GitHub - rlogger/bayes-hdc: Hyperdimensional computing with statistical guarantees: calibrated probabilities, conformal prediction sets, anomaly detection with a guaranteed false-positive rate

Documentation · Quickstart in Colab · Examples · Benchmarks · Discussions

Hyperdimensional computing (HDC, also known as vector symbolic architectures) represents data as ~10,000-dimensional vectors combined with cheap elementwise algebra: fast, noise-robust, trivially parallel, and a natural fit for edge hardware. Its weak spot is that predictions come out as raw similarity scores with no notion of confidence. bayes-hdc is the first general-purpose library to fix that: hypervectors that carry distributions, calibrated probabilities, and conformal prediction with finite-sample coverage guarantees. It is JAX end to end — every type is a pytree, so jit, vmap, grad, and pmap compose with everything.

pip install bayes-hdc

Anomaly detection with a guaranteed false-positive rate

The headline use case: one-class anomaly detection where the false-positive rate is guaranteed at your target alpha — finite-sample, distribution-free, not tuned by hand. No other HDC library ships this.

Copy-paste runnable:

import numpy as np
from bayes_hdc.sklearn import HDAnomalyDetector

rng = np.random.default_rng(0)
X_normal = rng.normal(size=(500, 16)).astype("float32")        # fit on normal data only
X_test   = np.vstack([rng.normal(size=(50, 16)),
                      rng.normal(loc=6.0, size=(50, 16))]).astype("float32")

det = HDAnomalyDetector(alpha=0.05).fit(X_normal)
labels = det.predict(X_test)        # +1 inlier / -1 outlier; marginal FP rate <= alpha
pvals  = det.score_samples(X_test)  # split-conformal p-values

The JAX-native pipeline underneath (custom encoders, fit_anomaly_pipeline, Benjamini-Hochberg FDR control across a batch of queries) is walked through in tutorials/02_anomaly_detection.py. On one-class versions of three small standard datasets it has the best AUROC on two of three against IsolationForest, LOF, and OneClassSVM, while holding the false-positive rate at the target — a knob none of those baselines have. Numbers and harness: BENCHMARKS.md.

Calibrated probabilities and prediction sets

Hypervectors can carry distributions (GaussianHV, DirichletHV) with closed-form moment propagation through bind and bundle, and any classifier's outputs can be wrapped with temperature scaling and split-conformal sets:

from bayes_hdc import TemperatureCalibrator, ConformalClassifier

probs = TemperatureCalibrator.create().fit(logits_cal, y_cal).calibrate(logits_test)

(Extracted records)
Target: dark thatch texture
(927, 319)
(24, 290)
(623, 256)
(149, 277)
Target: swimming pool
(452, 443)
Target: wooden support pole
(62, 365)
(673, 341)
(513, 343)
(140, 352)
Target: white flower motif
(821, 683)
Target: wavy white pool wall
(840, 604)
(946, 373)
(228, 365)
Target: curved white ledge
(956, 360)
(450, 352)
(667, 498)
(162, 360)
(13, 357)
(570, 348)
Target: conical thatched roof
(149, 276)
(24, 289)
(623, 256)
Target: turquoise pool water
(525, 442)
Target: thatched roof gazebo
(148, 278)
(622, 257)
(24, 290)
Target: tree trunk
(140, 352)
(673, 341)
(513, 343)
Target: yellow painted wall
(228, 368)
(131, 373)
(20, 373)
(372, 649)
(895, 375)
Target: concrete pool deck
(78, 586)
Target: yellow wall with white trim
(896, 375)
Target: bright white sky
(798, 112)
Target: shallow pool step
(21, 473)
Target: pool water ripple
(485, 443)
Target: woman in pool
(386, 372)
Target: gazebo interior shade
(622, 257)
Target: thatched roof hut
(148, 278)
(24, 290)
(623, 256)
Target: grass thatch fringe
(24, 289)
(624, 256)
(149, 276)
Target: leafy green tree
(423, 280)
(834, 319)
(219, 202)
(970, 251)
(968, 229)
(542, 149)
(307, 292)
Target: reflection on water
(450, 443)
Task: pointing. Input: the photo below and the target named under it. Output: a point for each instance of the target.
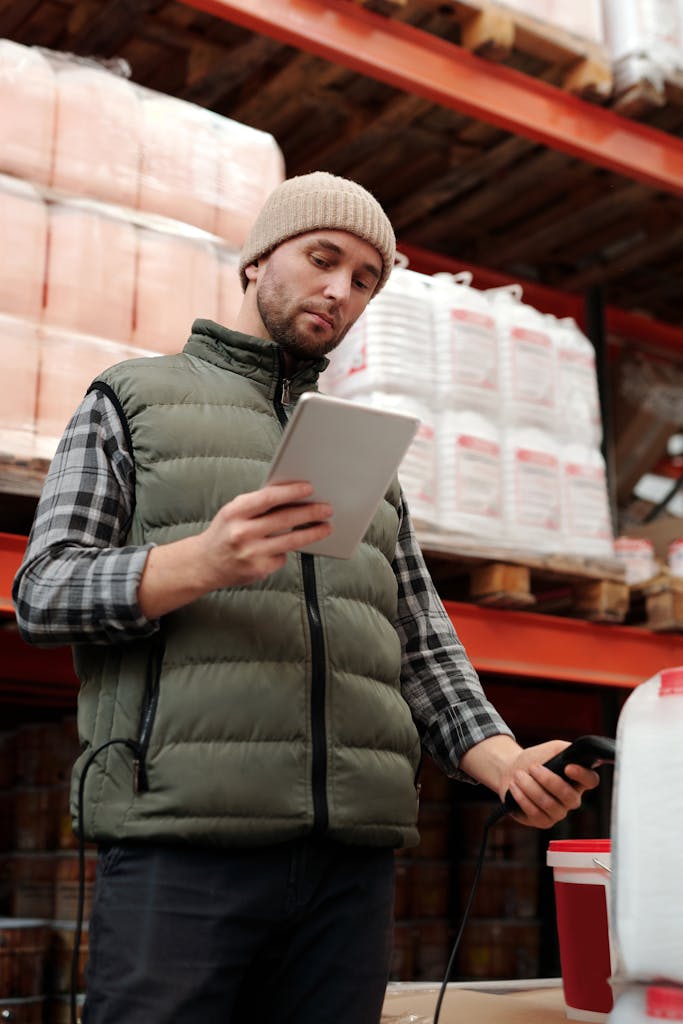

**Jobs**
**1)** Rewrite the rows from the line containing "Target: woman in pool" through the end of the rows as a numbered list, omitting blank lines and leaving out the picture.
**2)** Extend the bayes-hdc page past its final line.
The bayes-hdc page and the rows are unrelated material.

**Expected responses**
**1)**
1. Target: woman in pool
2. (386, 372)
3. Target: gazebo interior shade
4. (622, 257)
5. Target: thatched roof hut
6. (148, 278)
7. (24, 290)
8. (623, 256)
9. Target: grass thatch fringe
10. (24, 289)
11. (624, 256)
12. (149, 276)
13. Target: leafy green tree
14. (423, 280)
15. (834, 319)
16. (219, 202)
17. (970, 251)
18. (968, 229)
19. (542, 149)
20. (307, 292)
21. Target: reflection on water
22. (450, 443)
23. Task: pointing. Input: the photo below and the target named under it. Output: a point for each instance of the target.

**2)**
conformal = ConformalClassifier.create(alpha=0.1).fit(probs_cal, y_cal)
sets      = conformal.predict_set(probs)        # (n, k) bool mask
coverage  = conformal.coverage(probs, y_test)   # >= 1-alpha in expectation (marginal)

The scikit-learn wrapper covers classification too — it encodes internally and slots into pipelines, cross_val_score, and GridSearchCV unchanged:

from bayes_hdc.sklearn import HDClassifier

HDClassifier(encoder="kernel").fit(X_train, y_train).predict_proba(X_test)

Benchmarks

Standard HDC datasets, 5 seeds, both encoders tuned with the same bandwidth search on identical splits (UCI-HAR uses the official subject-disjoint split). Full protocol and the anomaly table: BENCHMARKS.md.

Dataset	bayes-hdc accuracy	TorchHD accuracy (tuned)	bayes-hdc ECE, raw → calibrated	Coverage @ α=0.1
ISOLET	0.895 ± 0.004	0.882 ± 0.006	0.845 → 0.022	0.901
UCI-HAR	0.849 ± 0.006	0.871 ± 0.005	0.633 → 0.031	0.904
EMG gestures	0.944 ± 0.014	0.892 ± 0.005	0.618 → 0.045	0.947

Accuracy is competitive — ahead on two, behind on one — and the right columns are the point: calibrated probabilities and coverage at the target, which the deterministic libraries don't provide. Every number reproduces from a committed script with embedded provenance (make bench-canonical).

In the HDC library landscape

The deterministic substrate (eight VSA models: BSC, MAP, HRR, FHRR, BSBC, CGR, MCR, VTB) is comparable to TorchHD and HoloVec; the differentiation is the probabilistic and uncertainty-quantification layer.

Library	Backend	VSA models	Probabilistic / UQ	Differentiable
TorchHD	PyTorch	8	—	partial
HoloVec	NumPy / PyTorch / JAX	8	—	partial
hdlib	NumPy	generic	—	—
vsapy	NumPy	6	—	—
NengoSPA	Nengo (spiking)	3	—	—
bayes-hdc	JAX	8	Gaussian/Dirichlet HVs, conformal classifier + regressor + anomaly detector	end-to-end

Design rationale and per-primitive paper attributions: DESIGN.md · docs/LITERATURE_AUDIT.md.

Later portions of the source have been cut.